> _EXERCISE BRIEF_: Pull out each line in the records below that contains the word "Target", copying every such line in full.

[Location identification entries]
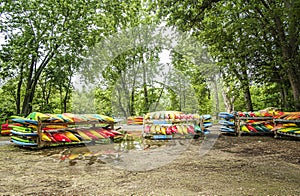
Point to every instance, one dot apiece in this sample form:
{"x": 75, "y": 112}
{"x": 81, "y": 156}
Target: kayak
{"x": 71, "y": 136}
{"x": 227, "y": 130}
{"x": 22, "y": 139}
{"x": 23, "y": 133}
{"x": 60, "y": 137}
{"x": 23, "y": 143}
{"x": 95, "y": 133}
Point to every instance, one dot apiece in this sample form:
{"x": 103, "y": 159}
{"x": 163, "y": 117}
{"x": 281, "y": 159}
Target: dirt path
{"x": 234, "y": 166}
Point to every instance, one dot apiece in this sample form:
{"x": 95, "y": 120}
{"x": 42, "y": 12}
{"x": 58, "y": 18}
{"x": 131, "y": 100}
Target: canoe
{"x": 60, "y": 137}
{"x": 23, "y": 143}
{"x": 23, "y": 133}
{"x": 22, "y": 139}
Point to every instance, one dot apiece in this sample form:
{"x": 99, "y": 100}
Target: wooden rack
{"x": 238, "y": 119}
{"x": 42, "y": 125}
{"x": 168, "y": 122}
{"x": 282, "y": 121}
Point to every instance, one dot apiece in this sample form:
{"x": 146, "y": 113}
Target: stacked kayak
{"x": 227, "y": 122}
{"x": 257, "y": 122}
{"x": 287, "y": 124}
{"x": 171, "y": 124}
{"x": 174, "y": 116}
{"x": 39, "y": 129}
{"x": 207, "y": 122}
{"x": 135, "y": 120}
{"x": 5, "y": 129}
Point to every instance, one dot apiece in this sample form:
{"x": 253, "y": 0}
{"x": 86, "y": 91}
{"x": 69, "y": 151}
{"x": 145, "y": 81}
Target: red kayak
{"x": 174, "y": 129}
{"x": 110, "y": 134}
{"x": 102, "y": 133}
{"x": 147, "y": 129}
{"x": 191, "y": 129}
{"x": 251, "y": 128}
{"x": 169, "y": 131}
{"x": 60, "y": 137}
{"x": 90, "y": 135}
{"x": 50, "y": 136}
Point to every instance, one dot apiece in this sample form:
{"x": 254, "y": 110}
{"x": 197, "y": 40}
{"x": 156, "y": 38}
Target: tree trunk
{"x": 19, "y": 88}
{"x": 215, "y": 86}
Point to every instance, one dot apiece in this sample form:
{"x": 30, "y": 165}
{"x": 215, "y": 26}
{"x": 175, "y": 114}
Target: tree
{"x": 37, "y": 32}
{"x": 244, "y": 36}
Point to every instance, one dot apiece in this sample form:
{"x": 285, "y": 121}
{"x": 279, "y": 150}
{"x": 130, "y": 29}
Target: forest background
{"x": 250, "y": 57}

> _CORRECT ANSWER_:
Target: kayak
Target: dirt path
Target: canoe
Target: wooden rack
Target: stacked kayak
Target: red kayak
Target: tree trunk
Target: tree
Target: forest background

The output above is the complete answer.